▶ [YANG HARUS DILAKUKAN]: Lanjutkan tulisan tentang pengaruh budaya Barat dan paham kapitalisme di bawah ini, dimulai tepat setelah kalimat terakhirnya.

▶ [DOKUMEN SUMBER]:
───
SESAIT,--Merujuk pada dinamika kehidupan modern saat ini, kita dapat saksikan warna kehidupan yang didominasi oleh sikap dan prilaku yang merupakan buah transformasi budaya Barat sebagai pengaruh langsung Globalisasi.
Sikap dan prilaku tersebut adalah cerminan dari mindside berpikir yang tidak lazim dimiliki oleh masyarakat Dunia Timur. Kerangka pikir Dunia Barat tersebut dimotori oleh paham Kapitalisme yang lahir dari filsafat materialisme dan filsafat Dialektika.
Filsafat materialisme memandang kehudupan ini sebagai suatu system mekanistik yang akan terus berjalan dan akan menghasilkan materi baru sebagai hasil perubahan dari materi itu sendiri.
Masyarakat Barat memandang bahwa materi adalah realitas kehidupan sehingga setiap aktivitasnya harus menghasilkan materi walaupun jalan yang ditempuh tidak sesuai dengan nilai-nilai kemanusiaan sebagaimana dianut masyarakat Dunia Timur.
Strategi atau upaya untuk menghasilkan materi adalah dengan membangun system kapitalistik, dimana penguasaan terhadap modal (uang, bahan baku industri, energi, dll) merupakan tujuan dalam rangka mencapai kepuasan hidup. Untuk menjamin berjalannya system kapitalis maka dikombinasikan dengan faham liberal (paham Kebebasan individual). Kebebasan tanpa batas dan tanpa kendali Agama sebagai sumber Moral.
Masyarakat barat selain memandang materi adalah realitas kehidupan dan penguasaan terhadap materi secara bebas merupakan keharusan, mereka juga meyakini bahwa dalam dinamika kehidupan ummat manusia tidak lepas dari peristiwa komplik.
───
(Catatan anotasi koordinat)
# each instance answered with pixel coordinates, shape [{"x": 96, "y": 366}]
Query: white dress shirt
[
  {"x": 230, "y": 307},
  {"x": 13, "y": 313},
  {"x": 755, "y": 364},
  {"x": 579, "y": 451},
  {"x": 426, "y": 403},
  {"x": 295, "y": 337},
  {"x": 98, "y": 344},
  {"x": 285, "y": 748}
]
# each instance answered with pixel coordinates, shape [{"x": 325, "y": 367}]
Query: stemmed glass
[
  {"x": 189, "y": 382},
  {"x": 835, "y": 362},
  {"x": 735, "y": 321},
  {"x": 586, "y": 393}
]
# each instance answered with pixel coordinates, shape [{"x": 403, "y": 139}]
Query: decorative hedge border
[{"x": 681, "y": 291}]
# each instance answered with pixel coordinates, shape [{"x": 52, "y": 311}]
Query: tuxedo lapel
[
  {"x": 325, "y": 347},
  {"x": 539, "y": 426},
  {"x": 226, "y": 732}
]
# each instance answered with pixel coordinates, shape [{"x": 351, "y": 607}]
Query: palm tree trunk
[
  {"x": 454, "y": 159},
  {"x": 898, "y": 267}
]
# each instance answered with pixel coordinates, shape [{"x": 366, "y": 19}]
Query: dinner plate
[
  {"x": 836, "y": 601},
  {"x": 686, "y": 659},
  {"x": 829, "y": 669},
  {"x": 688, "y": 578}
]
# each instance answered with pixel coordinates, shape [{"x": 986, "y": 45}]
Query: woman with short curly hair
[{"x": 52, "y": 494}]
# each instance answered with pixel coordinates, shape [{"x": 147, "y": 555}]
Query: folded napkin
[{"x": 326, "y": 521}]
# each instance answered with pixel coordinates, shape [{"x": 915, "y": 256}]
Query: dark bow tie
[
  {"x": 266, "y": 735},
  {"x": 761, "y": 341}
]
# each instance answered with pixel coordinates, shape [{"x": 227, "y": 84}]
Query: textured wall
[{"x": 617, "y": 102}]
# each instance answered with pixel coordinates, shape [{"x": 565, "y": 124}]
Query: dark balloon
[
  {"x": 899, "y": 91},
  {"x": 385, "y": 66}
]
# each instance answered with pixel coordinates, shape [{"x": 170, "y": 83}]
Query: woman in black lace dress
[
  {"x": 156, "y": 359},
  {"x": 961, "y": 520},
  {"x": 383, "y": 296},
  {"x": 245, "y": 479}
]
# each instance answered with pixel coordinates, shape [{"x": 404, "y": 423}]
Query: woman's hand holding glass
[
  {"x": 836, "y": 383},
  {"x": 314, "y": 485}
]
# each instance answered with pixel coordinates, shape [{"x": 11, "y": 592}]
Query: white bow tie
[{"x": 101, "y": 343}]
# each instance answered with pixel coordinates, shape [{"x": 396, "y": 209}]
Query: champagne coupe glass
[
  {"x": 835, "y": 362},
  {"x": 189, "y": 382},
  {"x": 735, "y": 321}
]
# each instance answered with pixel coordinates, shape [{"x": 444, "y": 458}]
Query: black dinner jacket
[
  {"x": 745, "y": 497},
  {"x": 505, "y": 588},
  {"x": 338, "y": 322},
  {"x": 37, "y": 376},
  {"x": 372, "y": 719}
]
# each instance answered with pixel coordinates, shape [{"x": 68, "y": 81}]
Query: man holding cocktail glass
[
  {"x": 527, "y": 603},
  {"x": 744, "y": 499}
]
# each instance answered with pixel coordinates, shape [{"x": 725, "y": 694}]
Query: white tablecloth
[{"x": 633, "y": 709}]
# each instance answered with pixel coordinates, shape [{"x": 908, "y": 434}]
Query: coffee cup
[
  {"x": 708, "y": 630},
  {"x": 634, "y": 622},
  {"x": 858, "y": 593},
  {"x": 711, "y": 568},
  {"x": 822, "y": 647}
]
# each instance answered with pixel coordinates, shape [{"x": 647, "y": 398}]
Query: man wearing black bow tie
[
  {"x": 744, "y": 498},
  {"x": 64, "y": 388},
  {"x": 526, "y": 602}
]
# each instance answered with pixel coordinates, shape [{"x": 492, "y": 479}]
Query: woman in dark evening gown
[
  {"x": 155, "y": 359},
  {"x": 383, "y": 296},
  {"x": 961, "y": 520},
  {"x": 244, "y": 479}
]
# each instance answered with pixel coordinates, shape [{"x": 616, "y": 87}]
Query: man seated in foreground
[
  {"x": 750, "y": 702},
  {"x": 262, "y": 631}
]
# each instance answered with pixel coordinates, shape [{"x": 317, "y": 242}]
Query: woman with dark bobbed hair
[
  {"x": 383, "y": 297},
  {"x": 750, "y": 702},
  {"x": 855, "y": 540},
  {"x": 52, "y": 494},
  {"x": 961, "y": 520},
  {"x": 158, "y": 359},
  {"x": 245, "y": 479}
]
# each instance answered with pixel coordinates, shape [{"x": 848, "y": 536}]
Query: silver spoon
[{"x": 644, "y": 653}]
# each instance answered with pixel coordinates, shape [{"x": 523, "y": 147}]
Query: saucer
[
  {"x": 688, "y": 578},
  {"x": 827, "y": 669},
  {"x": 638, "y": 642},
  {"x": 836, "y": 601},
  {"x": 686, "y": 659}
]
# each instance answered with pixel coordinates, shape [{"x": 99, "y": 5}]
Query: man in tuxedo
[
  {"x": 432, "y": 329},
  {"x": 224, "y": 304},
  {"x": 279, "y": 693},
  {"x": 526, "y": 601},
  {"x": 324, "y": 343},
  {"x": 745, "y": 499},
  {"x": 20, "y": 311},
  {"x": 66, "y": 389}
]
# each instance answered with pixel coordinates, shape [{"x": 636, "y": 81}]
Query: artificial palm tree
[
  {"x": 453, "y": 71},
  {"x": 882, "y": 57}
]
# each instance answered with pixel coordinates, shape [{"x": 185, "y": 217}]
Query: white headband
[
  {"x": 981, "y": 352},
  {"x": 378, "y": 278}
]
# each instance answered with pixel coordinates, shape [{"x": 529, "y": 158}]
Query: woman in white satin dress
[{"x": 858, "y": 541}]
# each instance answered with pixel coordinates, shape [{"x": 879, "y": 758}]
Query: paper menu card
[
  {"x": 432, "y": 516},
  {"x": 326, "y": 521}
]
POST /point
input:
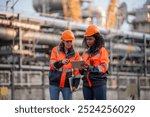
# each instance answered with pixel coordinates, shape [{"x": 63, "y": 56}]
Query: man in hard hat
[
  {"x": 61, "y": 68},
  {"x": 95, "y": 69}
]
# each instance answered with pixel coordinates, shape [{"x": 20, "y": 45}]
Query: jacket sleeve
[{"x": 54, "y": 63}]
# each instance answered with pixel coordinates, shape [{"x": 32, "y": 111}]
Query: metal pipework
[{"x": 42, "y": 38}]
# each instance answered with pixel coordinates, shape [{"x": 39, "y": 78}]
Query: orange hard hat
[
  {"x": 91, "y": 30},
  {"x": 67, "y": 35}
]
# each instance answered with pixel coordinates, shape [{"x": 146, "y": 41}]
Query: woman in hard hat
[
  {"x": 95, "y": 69},
  {"x": 61, "y": 68}
]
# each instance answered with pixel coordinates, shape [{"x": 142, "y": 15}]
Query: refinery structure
[{"x": 26, "y": 43}]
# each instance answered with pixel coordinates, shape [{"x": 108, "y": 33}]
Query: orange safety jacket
[
  {"x": 59, "y": 73},
  {"x": 98, "y": 61}
]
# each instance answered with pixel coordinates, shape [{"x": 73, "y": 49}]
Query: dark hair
[{"x": 99, "y": 41}]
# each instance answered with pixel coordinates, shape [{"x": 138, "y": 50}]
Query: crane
[
  {"x": 71, "y": 9},
  {"x": 111, "y": 15}
]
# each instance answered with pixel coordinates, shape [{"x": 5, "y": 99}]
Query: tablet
[{"x": 77, "y": 64}]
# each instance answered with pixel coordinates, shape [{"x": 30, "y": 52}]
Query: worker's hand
[{"x": 66, "y": 61}]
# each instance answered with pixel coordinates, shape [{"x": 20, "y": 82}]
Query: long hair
[{"x": 99, "y": 41}]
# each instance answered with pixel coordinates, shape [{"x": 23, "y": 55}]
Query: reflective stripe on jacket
[
  {"x": 59, "y": 73},
  {"x": 98, "y": 60}
]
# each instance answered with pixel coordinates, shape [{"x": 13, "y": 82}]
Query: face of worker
[
  {"x": 68, "y": 44},
  {"x": 90, "y": 41}
]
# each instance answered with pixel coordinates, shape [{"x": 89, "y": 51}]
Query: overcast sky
[{"x": 25, "y": 6}]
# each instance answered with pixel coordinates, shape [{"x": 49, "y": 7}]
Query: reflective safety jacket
[
  {"x": 98, "y": 61},
  {"x": 59, "y": 74}
]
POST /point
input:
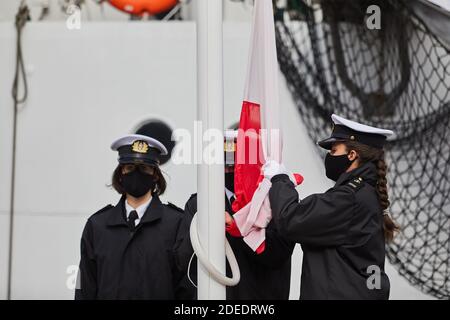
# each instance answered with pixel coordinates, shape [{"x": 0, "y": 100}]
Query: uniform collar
[
  {"x": 367, "y": 171},
  {"x": 140, "y": 210},
  {"x": 154, "y": 212}
]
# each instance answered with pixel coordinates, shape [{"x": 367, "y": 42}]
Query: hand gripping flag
[{"x": 259, "y": 135}]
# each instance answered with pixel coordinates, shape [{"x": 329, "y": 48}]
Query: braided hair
[{"x": 370, "y": 154}]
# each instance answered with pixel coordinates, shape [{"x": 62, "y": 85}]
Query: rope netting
[{"x": 395, "y": 77}]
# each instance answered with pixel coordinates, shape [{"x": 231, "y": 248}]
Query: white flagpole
[{"x": 210, "y": 177}]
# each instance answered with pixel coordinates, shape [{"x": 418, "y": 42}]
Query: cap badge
[{"x": 140, "y": 146}]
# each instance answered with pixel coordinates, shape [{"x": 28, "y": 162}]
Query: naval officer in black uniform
[
  {"x": 342, "y": 231},
  {"x": 130, "y": 250}
]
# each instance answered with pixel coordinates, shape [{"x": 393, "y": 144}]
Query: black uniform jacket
[
  {"x": 117, "y": 263},
  {"x": 263, "y": 276},
  {"x": 341, "y": 235}
]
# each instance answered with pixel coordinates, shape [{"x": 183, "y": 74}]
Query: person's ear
[{"x": 352, "y": 155}]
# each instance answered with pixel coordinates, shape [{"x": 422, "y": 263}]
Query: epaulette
[
  {"x": 356, "y": 183},
  {"x": 104, "y": 209},
  {"x": 171, "y": 205}
]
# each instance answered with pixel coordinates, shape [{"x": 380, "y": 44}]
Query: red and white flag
[{"x": 259, "y": 126}]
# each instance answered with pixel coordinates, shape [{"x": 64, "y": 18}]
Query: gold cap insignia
[{"x": 140, "y": 146}]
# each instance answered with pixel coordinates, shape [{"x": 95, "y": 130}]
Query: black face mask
[
  {"x": 229, "y": 181},
  {"x": 137, "y": 183},
  {"x": 336, "y": 165}
]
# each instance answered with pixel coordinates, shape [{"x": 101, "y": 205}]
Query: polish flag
[{"x": 259, "y": 136}]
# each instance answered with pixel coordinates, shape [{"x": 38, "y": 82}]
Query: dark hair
[
  {"x": 160, "y": 186},
  {"x": 370, "y": 154}
]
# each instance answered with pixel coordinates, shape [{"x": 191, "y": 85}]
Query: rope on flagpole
[{"x": 201, "y": 255}]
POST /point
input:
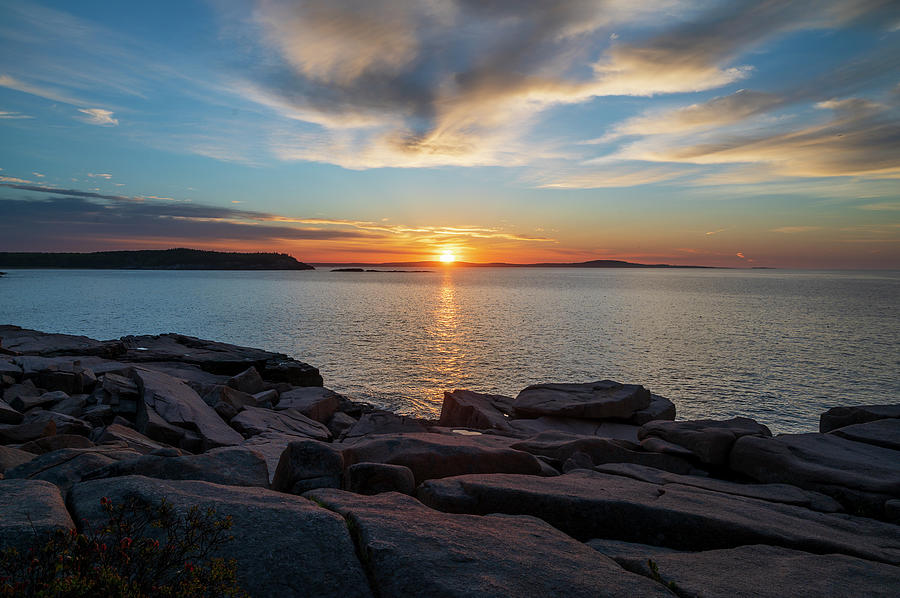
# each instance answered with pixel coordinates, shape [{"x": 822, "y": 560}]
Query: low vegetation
[{"x": 141, "y": 550}]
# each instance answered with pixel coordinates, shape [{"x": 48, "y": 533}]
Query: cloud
[
  {"x": 401, "y": 83},
  {"x": 28, "y": 223},
  {"x": 614, "y": 176},
  {"x": 889, "y": 206},
  {"x": 44, "y": 92},
  {"x": 795, "y": 229},
  {"x": 11, "y": 181},
  {"x": 723, "y": 110},
  {"x": 6, "y": 115},
  {"x": 90, "y": 217},
  {"x": 98, "y": 116},
  {"x": 861, "y": 138}
]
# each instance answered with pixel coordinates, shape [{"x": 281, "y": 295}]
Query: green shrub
[{"x": 142, "y": 550}]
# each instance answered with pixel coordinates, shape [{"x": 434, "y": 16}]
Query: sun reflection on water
[{"x": 445, "y": 353}]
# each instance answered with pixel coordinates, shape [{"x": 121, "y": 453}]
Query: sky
[{"x": 740, "y": 133}]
───
▶ [HASIL AKHIR]:
Jadi mereka meyakini bahwa komplik adalah keniscayaan (paham Dialektika). Paham dialektika memandang bahwa untuk menghasilkan sesuatu yang baru dan lebih baik harus melalui peristiwa komplik. Paham inilah yang menjadi sumber malapetaka dalam kehidupan umat manusia. Paham ini memicu setiap orang untuk berusaha sekuat mungkin dalam memperoleh atau menguasai sumber-sumber kehidupan demi kepentingan pribadi melalui persaingan tidak sehat.
Dalam persaingan harus ada yang dikalahkan atau harus ada sebagai pemenang dengan pengakuan sebagai orang terkuat layaknya kehidupan rimba.
Mengacu pada realitas tersebut tidak mengherankan jika kita sering menyaksikan terjadinya komplik dimana-mana dalam Negara kita atau di sekitar lingkungan kita sendiri terutama komplik yang didominasi oleh kaum muda. Hal ini adalah akibat dari perubahan cara berpikir dan prilaku yang cenderung kebarat-baratan.
Contoh yang lebih nyata dalam konteks social budaya local masyarakat Lombok Utara, KLU yang nota bene-nya dianggap sebagai masyarakat yang kental dengan nilai-nilai adat istiadatnya justru sebaliknya kering, bagaikan musik tanpa makna.
Masyarakat telah kehilangan jati dirinya sebagai masyarakat yang berbudaya seperti hilangnya solidaritas social, tenggang rasa, gotong royong dan rasa kekeluargaan. Realitas ini timbul sebagai akibat dari arus perubahan cara berpikir pragmatis-praktis dipengaruhi oleh globalisasi dengan kendali kaum-kaum kapitalisme dan imperialisme barat yang memandang bahwa materi adalah tujuan hidup dan manusia tidak ada bedanya dengan binatang, siapa kuat ia menang (eloknya seperti hukum rimba).
Menyimak realitas tersebut, tentu kita perihatin sebagai anak bangsa yang meyakini bahwa kita adalah bangsa yang besar dan beradap atau bangsa yang memiliki budaya dan nilai-nilai kemanusiaan yang luhur dengan menganggap orang lain adalah saudara dan kawan bukan lawan atau pesaing.
Namun demikian membangun prinsip dan konsep hidup tersebut tidaklah mudah karna harus memiliki landasan yang kuat sebagai sumber moral dan sumber kaedah-kaedah dalam kehidupan. Artinya suatu komunitas masyarakat tertentu yang memiliki latar belakang sejarah dan sumber moral adalah sangat potensial dalam mempengaruhi dinamika kehidupan global baik secara langsung maupun tidak (membangun kader-kader muda yang cerdas dan bermoral), misalnya seperti Komunitas Masyarakat Adat Wet Sesait.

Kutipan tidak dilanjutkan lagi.